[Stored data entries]
========
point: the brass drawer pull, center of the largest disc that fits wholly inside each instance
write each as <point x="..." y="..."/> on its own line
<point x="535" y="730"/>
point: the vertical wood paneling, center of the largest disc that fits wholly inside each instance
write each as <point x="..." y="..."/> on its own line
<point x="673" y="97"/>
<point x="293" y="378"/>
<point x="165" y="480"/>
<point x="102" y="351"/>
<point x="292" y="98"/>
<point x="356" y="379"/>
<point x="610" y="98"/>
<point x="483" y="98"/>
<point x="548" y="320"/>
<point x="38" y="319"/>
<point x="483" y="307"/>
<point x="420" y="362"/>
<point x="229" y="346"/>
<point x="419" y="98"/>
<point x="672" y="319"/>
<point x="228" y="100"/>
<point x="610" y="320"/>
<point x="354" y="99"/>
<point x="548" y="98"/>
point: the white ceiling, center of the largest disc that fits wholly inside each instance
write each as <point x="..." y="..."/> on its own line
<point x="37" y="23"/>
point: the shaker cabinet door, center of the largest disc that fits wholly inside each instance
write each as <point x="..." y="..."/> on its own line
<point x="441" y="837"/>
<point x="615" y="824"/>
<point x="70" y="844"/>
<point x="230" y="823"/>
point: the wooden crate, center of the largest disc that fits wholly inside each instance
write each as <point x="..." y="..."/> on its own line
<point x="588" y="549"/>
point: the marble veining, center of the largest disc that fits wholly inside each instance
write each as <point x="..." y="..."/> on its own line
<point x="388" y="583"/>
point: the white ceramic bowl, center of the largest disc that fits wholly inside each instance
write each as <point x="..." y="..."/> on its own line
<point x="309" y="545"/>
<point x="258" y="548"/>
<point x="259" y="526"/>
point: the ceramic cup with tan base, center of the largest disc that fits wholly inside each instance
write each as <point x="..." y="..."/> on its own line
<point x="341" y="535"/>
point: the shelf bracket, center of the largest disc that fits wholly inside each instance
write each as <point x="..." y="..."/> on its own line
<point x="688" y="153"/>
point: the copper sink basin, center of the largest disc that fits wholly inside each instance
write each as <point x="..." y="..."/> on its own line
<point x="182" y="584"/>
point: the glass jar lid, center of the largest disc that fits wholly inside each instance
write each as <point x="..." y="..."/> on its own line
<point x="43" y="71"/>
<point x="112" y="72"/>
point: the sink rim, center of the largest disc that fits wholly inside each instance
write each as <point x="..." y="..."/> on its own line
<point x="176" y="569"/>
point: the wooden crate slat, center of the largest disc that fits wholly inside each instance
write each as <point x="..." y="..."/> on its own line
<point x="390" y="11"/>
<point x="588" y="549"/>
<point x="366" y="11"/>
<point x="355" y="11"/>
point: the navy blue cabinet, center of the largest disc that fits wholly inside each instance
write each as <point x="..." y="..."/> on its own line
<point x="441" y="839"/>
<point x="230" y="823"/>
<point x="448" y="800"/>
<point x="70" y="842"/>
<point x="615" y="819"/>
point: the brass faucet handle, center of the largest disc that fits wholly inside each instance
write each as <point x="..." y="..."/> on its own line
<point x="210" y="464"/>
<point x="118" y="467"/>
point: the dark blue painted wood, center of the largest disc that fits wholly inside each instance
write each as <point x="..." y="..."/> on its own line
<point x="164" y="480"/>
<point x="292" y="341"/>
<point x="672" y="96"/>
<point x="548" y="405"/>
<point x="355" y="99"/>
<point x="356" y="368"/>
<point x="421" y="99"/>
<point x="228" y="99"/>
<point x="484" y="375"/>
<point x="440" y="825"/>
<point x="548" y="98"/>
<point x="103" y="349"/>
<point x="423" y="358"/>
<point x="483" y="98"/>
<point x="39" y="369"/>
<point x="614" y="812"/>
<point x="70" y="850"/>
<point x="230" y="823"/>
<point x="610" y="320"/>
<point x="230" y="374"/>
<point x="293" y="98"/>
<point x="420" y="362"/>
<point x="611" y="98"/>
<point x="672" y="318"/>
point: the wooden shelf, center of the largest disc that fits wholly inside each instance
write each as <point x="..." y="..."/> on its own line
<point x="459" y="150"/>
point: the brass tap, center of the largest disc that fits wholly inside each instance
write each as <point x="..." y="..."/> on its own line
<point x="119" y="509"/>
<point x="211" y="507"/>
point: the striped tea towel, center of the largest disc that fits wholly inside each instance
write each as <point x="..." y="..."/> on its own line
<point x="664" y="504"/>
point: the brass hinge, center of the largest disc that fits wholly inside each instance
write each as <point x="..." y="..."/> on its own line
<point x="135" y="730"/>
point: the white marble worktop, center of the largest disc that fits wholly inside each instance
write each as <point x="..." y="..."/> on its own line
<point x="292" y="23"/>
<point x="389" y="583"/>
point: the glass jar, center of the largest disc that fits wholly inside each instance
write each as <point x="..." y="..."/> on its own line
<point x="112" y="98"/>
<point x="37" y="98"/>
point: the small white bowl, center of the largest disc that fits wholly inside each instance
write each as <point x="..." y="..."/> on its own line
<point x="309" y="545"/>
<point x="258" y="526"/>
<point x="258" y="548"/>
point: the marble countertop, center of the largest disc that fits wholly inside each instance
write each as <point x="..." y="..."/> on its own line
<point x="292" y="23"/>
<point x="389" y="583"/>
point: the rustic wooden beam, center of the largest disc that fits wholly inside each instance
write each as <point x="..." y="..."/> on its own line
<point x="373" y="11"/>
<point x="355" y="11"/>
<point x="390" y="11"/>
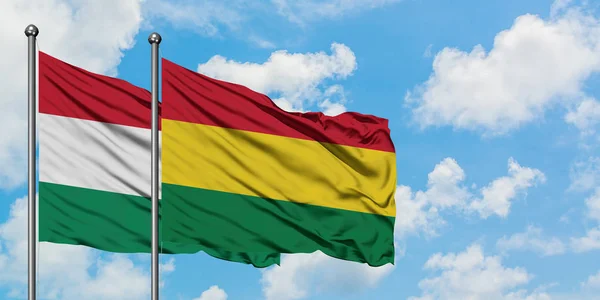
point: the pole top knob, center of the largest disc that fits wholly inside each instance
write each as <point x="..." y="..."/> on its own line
<point x="154" y="38"/>
<point x="31" y="30"/>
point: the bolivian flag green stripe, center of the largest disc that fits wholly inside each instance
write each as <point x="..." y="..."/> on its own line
<point x="215" y="219"/>
<point x="115" y="222"/>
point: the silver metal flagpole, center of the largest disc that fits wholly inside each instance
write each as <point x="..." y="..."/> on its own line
<point x="154" y="39"/>
<point x="31" y="32"/>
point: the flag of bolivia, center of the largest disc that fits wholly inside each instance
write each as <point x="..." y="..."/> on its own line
<point x="239" y="173"/>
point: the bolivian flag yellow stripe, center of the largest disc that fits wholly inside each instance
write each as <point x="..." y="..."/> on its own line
<point x="276" y="167"/>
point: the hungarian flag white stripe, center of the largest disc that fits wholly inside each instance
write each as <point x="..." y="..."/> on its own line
<point x="95" y="155"/>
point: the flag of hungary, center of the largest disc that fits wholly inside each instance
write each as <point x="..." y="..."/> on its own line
<point x="95" y="164"/>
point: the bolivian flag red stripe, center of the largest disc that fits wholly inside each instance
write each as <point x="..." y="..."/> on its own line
<point x="239" y="173"/>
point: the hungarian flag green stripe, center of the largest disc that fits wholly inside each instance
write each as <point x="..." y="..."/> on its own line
<point x="94" y="164"/>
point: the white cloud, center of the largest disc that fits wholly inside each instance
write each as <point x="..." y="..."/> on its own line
<point x="585" y="117"/>
<point x="90" y="34"/>
<point x="301" y="275"/>
<point x="213" y="293"/>
<point x="291" y="90"/>
<point x="593" y="205"/>
<point x="472" y="275"/>
<point x="532" y="66"/>
<point x="587" y="243"/>
<point x="498" y="194"/>
<point x="532" y="240"/>
<point x="592" y="283"/>
<point x="420" y="211"/>
<point x="67" y="271"/>
<point x="446" y="190"/>
<point x="308" y="10"/>
<point x="585" y="175"/>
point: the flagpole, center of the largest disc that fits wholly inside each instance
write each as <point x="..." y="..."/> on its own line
<point x="31" y="32"/>
<point x="154" y="39"/>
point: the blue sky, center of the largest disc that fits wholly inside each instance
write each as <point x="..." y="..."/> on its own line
<point x="492" y="106"/>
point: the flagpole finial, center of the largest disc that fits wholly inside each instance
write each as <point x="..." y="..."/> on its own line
<point x="31" y="30"/>
<point x="154" y="38"/>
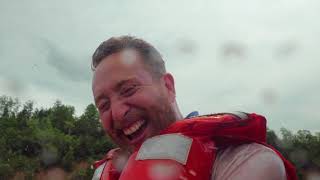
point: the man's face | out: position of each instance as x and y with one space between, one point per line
132 105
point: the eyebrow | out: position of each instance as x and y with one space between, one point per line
116 88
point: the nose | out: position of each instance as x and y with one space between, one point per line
119 110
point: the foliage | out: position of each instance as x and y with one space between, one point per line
32 140
36 139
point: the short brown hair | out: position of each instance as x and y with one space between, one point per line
150 55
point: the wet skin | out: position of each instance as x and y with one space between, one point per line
133 105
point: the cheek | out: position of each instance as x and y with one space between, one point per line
106 122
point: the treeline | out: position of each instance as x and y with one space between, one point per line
33 140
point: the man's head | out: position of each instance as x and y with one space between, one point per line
134 94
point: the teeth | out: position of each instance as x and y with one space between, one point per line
133 128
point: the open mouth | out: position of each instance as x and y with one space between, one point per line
136 130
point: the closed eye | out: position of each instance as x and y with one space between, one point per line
104 106
128 91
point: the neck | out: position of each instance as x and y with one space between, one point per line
177 113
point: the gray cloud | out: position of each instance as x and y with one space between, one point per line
65 64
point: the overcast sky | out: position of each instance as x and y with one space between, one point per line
251 55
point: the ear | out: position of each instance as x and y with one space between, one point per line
169 85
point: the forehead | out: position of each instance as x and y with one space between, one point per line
118 67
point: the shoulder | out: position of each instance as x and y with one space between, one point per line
248 161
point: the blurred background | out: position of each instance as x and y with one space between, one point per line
251 55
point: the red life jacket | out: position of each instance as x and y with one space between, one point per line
187 149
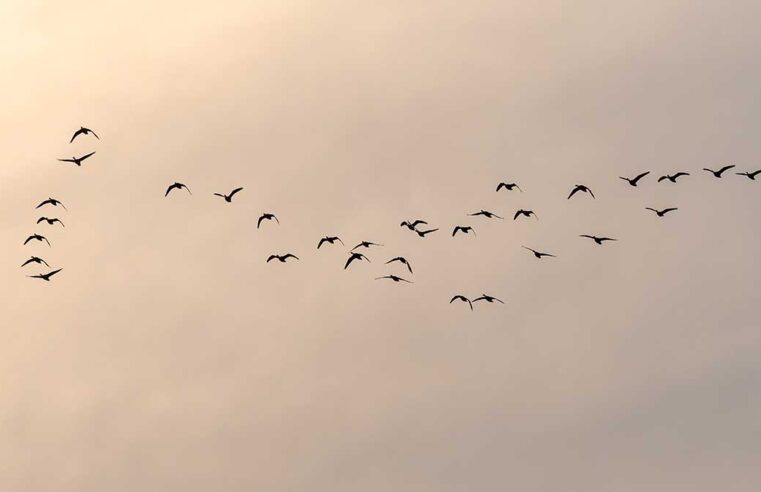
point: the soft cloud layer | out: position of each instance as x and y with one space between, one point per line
168 356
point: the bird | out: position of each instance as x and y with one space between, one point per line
365 244
355 256
508 186
329 240
401 260
526 213
412 225
661 213
281 258
720 171
394 278
38 238
229 198
487 298
598 240
538 254
35 259
673 177
487 214
462 298
50 221
464 229
581 188
750 175
77 160
424 233
45 276
635 180
266 216
176 186
83 131
51 201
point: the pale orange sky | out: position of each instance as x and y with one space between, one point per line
168 356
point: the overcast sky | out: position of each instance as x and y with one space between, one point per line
168 356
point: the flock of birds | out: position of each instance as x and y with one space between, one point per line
356 254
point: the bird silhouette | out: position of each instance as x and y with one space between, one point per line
45 276
508 186
51 201
266 216
720 171
525 213
77 160
487 214
50 221
394 278
462 298
464 230
281 258
83 131
487 298
750 175
355 256
661 213
635 180
229 198
412 225
425 233
35 259
37 237
538 254
401 260
329 240
365 244
176 186
597 239
582 188
673 177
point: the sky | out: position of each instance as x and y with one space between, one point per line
167 355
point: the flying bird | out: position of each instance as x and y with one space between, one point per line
83 131
37 237
750 175
51 201
463 229
635 180
487 298
582 188
508 186
487 214
525 213
35 259
281 258
45 276
50 221
329 240
661 213
720 171
462 298
538 254
77 160
401 260
598 240
412 225
394 278
229 198
424 233
266 216
673 177
355 256
176 186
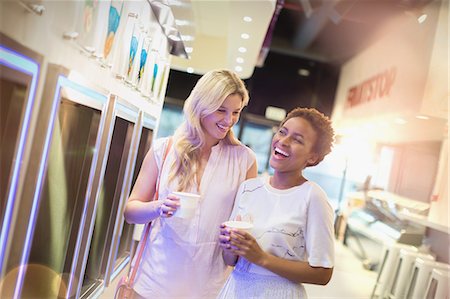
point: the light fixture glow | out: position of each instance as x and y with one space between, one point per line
422 18
400 121
303 72
245 36
242 49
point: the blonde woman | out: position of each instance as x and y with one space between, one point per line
183 258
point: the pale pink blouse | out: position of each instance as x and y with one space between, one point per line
182 258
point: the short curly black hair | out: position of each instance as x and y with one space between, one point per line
321 125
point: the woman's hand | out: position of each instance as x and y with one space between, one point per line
244 244
168 206
229 257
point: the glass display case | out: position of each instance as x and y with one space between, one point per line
19 75
111 196
126 247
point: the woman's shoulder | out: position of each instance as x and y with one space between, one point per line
159 144
253 183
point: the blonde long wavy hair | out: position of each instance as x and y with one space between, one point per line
206 97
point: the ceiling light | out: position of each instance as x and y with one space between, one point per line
422 18
242 49
303 72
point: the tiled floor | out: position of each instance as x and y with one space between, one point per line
350 280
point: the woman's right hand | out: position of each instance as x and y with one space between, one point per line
224 237
168 206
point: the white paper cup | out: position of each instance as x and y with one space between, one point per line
241 225
188 204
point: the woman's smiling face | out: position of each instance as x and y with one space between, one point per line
292 146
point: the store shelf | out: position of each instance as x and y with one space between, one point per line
423 220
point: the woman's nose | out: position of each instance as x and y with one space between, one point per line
228 118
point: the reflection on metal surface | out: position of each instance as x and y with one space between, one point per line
19 72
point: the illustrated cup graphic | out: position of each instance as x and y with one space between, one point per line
188 204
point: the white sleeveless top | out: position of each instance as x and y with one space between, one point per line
182 258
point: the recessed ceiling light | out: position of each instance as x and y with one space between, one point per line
303 72
242 49
187 38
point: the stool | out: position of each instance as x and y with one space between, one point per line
438 285
388 259
420 276
402 270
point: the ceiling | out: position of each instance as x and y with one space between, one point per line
214 30
329 31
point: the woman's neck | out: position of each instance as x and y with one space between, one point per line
286 180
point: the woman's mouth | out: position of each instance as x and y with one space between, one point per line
279 153
223 128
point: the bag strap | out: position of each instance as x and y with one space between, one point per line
146 234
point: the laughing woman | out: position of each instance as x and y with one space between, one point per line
183 259
292 240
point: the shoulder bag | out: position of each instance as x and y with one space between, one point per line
124 288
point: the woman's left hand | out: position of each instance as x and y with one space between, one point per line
244 244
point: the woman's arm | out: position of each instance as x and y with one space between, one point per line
296 271
252 172
140 208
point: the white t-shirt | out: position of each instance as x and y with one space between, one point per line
295 223
182 258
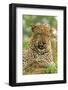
========
**REQUIRED ACTION**: Your task is to copy each line of the data above that holds "crate".

**RESPONSE TO THIS EXERCISE**:
point: the wooden crate, center of the largest disc that fits wholly inside each instance
point: the wooden crate slat, center of the largest disc that fits wholly inside each instance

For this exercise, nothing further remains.